## Your goal:
Recast the stretch of data below, from the line containing "Formation-chart tagging: label the metal detector shaft" through the line containing "(1188, 350)", as a numbered list with any blank lines omitted. Include only the lines in that stretch.
## Start Task input
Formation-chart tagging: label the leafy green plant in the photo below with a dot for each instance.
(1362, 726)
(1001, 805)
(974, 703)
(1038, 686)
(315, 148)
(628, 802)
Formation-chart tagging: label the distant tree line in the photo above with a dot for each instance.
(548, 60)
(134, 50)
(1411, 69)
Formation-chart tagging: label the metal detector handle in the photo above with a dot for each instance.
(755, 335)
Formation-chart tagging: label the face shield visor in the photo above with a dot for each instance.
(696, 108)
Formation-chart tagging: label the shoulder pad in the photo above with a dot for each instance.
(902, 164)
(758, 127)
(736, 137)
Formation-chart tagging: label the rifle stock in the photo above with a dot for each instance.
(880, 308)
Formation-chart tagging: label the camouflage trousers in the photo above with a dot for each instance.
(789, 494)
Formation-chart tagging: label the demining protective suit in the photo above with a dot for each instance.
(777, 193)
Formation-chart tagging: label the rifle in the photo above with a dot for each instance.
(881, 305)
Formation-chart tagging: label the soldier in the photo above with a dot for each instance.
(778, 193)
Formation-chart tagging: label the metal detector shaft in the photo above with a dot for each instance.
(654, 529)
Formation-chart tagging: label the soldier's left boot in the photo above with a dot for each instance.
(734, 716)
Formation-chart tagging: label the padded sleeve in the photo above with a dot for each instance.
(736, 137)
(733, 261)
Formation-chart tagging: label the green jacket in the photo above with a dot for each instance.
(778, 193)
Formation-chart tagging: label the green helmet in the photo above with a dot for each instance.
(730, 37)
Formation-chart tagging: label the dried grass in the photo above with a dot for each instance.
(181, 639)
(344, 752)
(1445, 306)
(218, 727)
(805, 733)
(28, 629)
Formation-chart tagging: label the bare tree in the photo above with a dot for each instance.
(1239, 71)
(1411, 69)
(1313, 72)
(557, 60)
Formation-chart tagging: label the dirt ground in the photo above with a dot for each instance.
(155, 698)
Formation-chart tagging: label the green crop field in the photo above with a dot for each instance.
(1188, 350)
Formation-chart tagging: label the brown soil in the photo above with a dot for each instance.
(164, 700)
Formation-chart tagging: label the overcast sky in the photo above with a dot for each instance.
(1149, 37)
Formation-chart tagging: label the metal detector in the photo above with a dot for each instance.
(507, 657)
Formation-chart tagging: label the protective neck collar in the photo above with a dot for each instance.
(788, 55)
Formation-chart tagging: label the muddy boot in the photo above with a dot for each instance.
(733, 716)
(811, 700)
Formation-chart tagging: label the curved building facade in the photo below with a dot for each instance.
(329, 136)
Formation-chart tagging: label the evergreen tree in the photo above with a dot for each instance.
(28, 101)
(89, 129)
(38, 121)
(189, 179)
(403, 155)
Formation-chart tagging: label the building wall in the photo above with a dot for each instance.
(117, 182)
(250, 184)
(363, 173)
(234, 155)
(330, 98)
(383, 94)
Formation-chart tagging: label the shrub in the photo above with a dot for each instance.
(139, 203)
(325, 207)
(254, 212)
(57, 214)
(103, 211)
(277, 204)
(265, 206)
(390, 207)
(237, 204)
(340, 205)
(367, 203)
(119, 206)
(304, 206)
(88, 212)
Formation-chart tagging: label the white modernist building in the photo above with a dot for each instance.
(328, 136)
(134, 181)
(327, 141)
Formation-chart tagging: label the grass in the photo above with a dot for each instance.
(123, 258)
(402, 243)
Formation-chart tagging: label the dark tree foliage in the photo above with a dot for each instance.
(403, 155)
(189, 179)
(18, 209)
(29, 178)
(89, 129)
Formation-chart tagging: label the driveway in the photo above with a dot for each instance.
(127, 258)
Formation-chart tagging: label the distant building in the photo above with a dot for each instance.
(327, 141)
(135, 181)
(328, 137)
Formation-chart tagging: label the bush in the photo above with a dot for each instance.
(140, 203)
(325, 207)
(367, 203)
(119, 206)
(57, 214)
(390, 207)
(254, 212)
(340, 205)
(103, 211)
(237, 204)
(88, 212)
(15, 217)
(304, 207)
## End Task input
## The solution:
1. Formation-chart tagging: label the metal detector shaft in the photo above with a dot for each instance.
2. (654, 529)
3. Formation-chart tagging: label the soldier's left boot in the photo above with a dot for each instance.
4. (734, 716)
5. Formation-chart tagging: label the padded sleeve in the photo above with a dot for each instance.
6. (736, 137)
7. (733, 261)
8. Formation-chart tagging: label the green jacket in the photo above with a dot for each instance.
9. (778, 193)
10. Formation-chart tagging: label the green helmet in the photo above with a dot for each instance.
11. (730, 37)
12. Formation-chart tagging: label the dried grass in the photo above with a dot for each instance.
13. (181, 639)
14. (344, 752)
15. (1445, 306)
16. (218, 727)
17. (805, 733)
18. (28, 629)
19. Formation-chart tagging: label the bare tree in the photo above with a dot for each instance.
20. (1239, 71)
21. (1411, 69)
22. (1313, 72)
23. (557, 60)
24. Formation-chart tagging: label the dirt ground in the photo above with a dot for each instance.
25. (155, 698)
26. Formation-chart tagging: label the green crop field in the photo above with a dot for each instance.
27. (1188, 350)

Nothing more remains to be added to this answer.